— BEGIN Records provided —

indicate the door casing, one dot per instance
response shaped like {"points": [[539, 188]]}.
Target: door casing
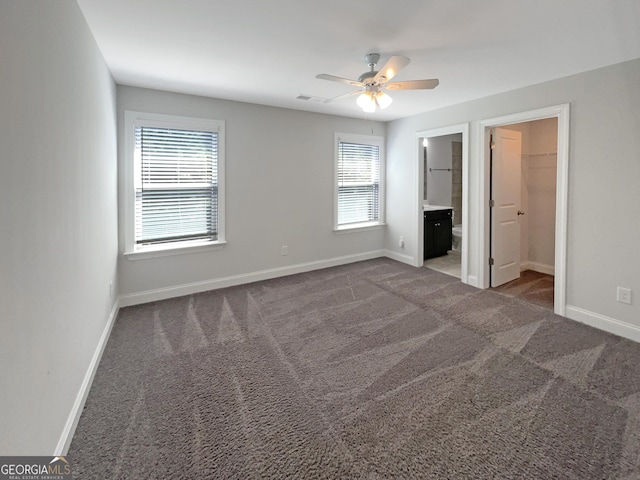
{"points": [[418, 234]]}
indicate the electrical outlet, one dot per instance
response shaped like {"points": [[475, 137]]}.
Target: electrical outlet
{"points": [[624, 295]]}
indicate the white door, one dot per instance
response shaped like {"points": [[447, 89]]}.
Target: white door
{"points": [[505, 189]]}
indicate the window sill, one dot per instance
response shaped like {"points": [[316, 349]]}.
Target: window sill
{"points": [[358, 227], [179, 249]]}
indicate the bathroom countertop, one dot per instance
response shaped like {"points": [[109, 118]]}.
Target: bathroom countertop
{"points": [[429, 208]]}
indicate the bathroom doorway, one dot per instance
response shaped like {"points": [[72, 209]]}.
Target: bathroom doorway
{"points": [[544, 218], [443, 210]]}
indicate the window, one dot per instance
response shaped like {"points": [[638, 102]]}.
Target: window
{"points": [[359, 171], [175, 183]]}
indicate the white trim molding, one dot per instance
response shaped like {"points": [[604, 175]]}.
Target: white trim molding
{"points": [[602, 322], [134, 119], [561, 112], [537, 267], [78, 405], [233, 280], [399, 257]]}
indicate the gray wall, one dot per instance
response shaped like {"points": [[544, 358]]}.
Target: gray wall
{"points": [[604, 167], [279, 191], [58, 211]]}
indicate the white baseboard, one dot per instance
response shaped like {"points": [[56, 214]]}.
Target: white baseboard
{"points": [[76, 410], [537, 267], [399, 257], [602, 322], [233, 280]]}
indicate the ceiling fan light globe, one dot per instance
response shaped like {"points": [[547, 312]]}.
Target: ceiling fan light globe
{"points": [[366, 102]]}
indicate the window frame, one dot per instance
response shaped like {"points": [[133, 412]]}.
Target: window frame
{"points": [[363, 140], [132, 120]]}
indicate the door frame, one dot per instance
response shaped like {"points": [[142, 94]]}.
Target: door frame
{"points": [[561, 112], [462, 128]]}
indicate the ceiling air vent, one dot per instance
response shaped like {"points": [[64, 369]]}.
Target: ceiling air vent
{"points": [[310, 98]]}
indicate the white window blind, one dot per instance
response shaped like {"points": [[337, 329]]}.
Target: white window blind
{"points": [[177, 185], [358, 183]]}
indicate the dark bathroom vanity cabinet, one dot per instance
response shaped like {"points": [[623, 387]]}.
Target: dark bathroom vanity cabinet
{"points": [[437, 232]]}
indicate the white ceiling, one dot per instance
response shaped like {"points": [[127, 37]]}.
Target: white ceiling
{"points": [[269, 51]]}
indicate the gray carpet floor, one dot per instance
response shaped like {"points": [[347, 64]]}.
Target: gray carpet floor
{"points": [[369, 370]]}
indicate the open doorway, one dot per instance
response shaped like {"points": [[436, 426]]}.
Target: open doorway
{"points": [[442, 236], [560, 116], [523, 190]]}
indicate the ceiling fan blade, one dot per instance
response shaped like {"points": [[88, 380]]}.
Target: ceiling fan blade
{"points": [[333, 78], [413, 85], [340, 97], [391, 68]]}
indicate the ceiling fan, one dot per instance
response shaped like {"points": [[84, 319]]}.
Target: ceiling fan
{"points": [[372, 83]]}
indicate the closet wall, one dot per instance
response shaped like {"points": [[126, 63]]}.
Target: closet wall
{"points": [[539, 166]]}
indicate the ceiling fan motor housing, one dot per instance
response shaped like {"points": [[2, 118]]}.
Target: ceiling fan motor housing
{"points": [[368, 77]]}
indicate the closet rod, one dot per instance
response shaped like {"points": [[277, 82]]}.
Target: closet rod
{"points": [[546, 154]]}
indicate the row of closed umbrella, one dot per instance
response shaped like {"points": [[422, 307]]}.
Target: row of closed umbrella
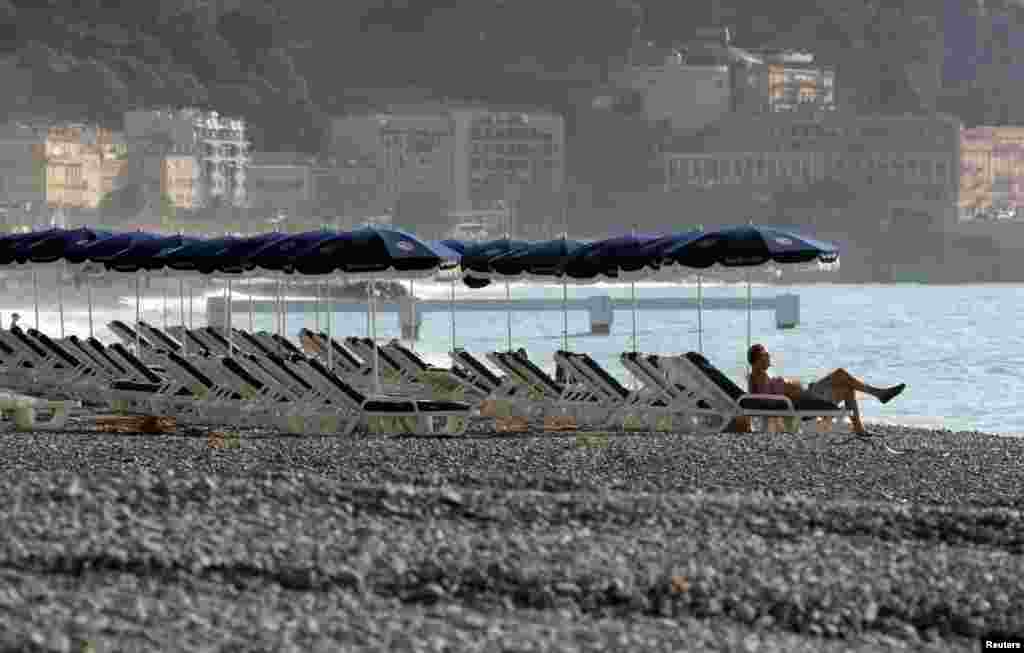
{"points": [[377, 252], [383, 252], [637, 257]]}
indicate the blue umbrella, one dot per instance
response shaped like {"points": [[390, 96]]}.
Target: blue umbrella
{"points": [[476, 257], [51, 248], [377, 250], [148, 254], [281, 254], [632, 254], [11, 246], [749, 246], [102, 250], [545, 260]]}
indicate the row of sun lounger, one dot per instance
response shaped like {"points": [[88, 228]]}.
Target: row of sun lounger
{"points": [[201, 376]]}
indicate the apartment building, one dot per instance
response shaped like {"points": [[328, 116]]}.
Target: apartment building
{"points": [[897, 168], [23, 175], [991, 169], [210, 153], [280, 181], [347, 192], [58, 166], [693, 84], [783, 81], [681, 89]]}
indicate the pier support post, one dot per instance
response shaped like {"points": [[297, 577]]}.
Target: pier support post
{"points": [[786, 310], [410, 317], [601, 315]]}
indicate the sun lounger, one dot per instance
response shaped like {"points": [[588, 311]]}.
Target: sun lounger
{"points": [[643, 405], [288, 414], [160, 339], [547, 394], [129, 336], [417, 368], [729, 400], [650, 371], [75, 369], [456, 414]]}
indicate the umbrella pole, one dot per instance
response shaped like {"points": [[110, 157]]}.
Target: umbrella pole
{"points": [[508, 314], [88, 291], [181, 313], [227, 318], [35, 290], [165, 301], [330, 332], [373, 337], [699, 314], [138, 315], [60, 298], [565, 317], [281, 301], [749, 302], [633, 288], [452, 310], [249, 289]]}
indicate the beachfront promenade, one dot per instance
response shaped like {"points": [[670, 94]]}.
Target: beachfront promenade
{"points": [[601, 308]]}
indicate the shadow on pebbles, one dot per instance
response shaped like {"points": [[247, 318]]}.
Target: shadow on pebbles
{"points": [[675, 542]]}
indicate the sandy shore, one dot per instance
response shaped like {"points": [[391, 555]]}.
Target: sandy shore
{"points": [[672, 542]]}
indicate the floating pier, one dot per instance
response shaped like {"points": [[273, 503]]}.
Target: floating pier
{"points": [[601, 308]]}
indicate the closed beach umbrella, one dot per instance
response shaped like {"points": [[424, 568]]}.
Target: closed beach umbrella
{"points": [[624, 257], [51, 248], [102, 250], [15, 248], [375, 252], [475, 260], [750, 246], [543, 261]]}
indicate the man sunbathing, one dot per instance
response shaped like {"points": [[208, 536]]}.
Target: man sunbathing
{"points": [[838, 386]]}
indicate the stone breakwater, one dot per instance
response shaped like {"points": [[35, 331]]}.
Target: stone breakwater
{"points": [[675, 542]]}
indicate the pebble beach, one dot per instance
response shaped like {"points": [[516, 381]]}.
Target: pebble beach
{"points": [[761, 541]]}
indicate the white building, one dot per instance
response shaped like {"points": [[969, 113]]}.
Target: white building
{"points": [[217, 145], [446, 159]]}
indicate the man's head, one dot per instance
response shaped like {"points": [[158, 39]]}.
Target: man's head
{"points": [[759, 357]]}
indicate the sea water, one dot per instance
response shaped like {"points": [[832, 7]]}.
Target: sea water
{"points": [[958, 348]]}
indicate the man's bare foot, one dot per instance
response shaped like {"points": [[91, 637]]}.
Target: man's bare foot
{"points": [[891, 393]]}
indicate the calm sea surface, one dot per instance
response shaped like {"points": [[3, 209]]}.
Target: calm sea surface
{"points": [[960, 349]]}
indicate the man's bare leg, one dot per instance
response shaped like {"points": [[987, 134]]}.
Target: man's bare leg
{"points": [[843, 379]]}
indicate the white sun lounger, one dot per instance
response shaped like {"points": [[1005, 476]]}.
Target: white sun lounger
{"points": [[729, 400], [586, 406]]}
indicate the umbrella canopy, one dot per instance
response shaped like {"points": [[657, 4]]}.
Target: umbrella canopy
{"points": [[11, 246], [546, 259], [147, 254], [51, 248], [621, 256], [103, 250], [387, 252], [749, 246], [476, 257], [281, 254]]}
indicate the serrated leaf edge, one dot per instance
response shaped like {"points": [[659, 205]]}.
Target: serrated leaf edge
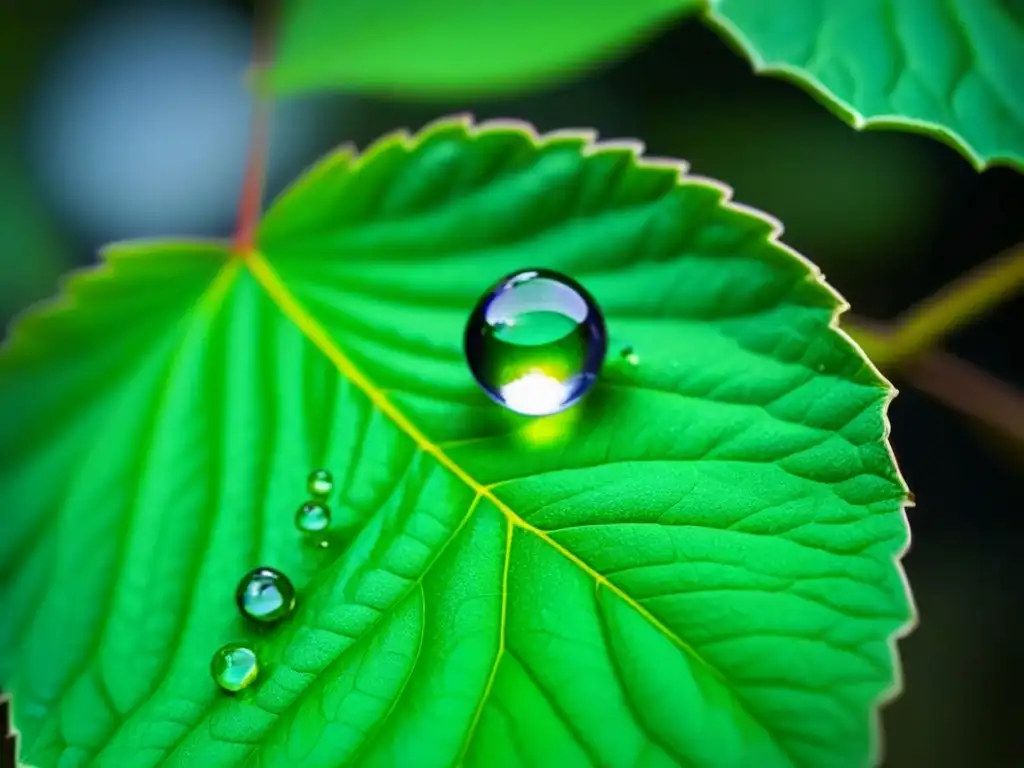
{"points": [[843, 109], [264, 273]]}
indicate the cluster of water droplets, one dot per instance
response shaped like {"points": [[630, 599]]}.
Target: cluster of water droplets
{"points": [[265, 596], [536, 343]]}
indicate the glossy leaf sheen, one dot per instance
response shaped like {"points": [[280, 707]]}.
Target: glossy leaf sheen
{"points": [[695, 566], [455, 47], [949, 68]]}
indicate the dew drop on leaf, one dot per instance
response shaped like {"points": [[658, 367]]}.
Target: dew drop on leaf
{"points": [[312, 516], [235, 667], [321, 483], [265, 595], [536, 342]]}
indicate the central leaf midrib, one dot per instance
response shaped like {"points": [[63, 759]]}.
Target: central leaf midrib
{"points": [[279, 294]]}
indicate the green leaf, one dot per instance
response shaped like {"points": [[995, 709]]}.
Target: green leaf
{"points": [[950, 69], [456, 47], [697, 565]]}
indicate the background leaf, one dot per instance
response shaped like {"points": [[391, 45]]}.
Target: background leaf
{"points": [[696, 565], [948, 68], [455, 46]]}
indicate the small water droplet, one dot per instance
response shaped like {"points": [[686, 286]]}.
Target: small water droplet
{"points": [[312, 516], [265, 595], [321, 483], [536, 342], [235, 667]]}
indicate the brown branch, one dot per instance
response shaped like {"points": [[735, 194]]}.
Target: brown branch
{"points": [[969, 390]]}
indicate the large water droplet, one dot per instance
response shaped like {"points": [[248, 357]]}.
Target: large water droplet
{"points": [[235, 667], [536, 342], [321, 483], [312, 517], [265, 595]]}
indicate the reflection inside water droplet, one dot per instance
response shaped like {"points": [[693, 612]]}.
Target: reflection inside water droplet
{"points": [[235, 667], [265, 595], [536, 342], [312, 517], [320, 483]]}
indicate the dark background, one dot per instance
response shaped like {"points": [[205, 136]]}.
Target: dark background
{"points": [[127, 119]]}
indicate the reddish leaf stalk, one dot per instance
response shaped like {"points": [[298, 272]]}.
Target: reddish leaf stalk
{"points": [[251, 200]]}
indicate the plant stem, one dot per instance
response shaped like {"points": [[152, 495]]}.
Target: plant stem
{"points": [[251, 200], [953, 306], [968, 389]]}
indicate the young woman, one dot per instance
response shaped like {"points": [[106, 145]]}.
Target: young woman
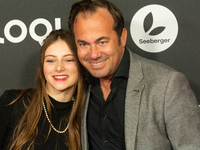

— END Records provided —

* [Task]:
Pick out every line of the entries above that contains the word "outlet", and copy each one.

* [Answer]:
indicate the electrical outlet, one dot per instance
Target: electrical outlet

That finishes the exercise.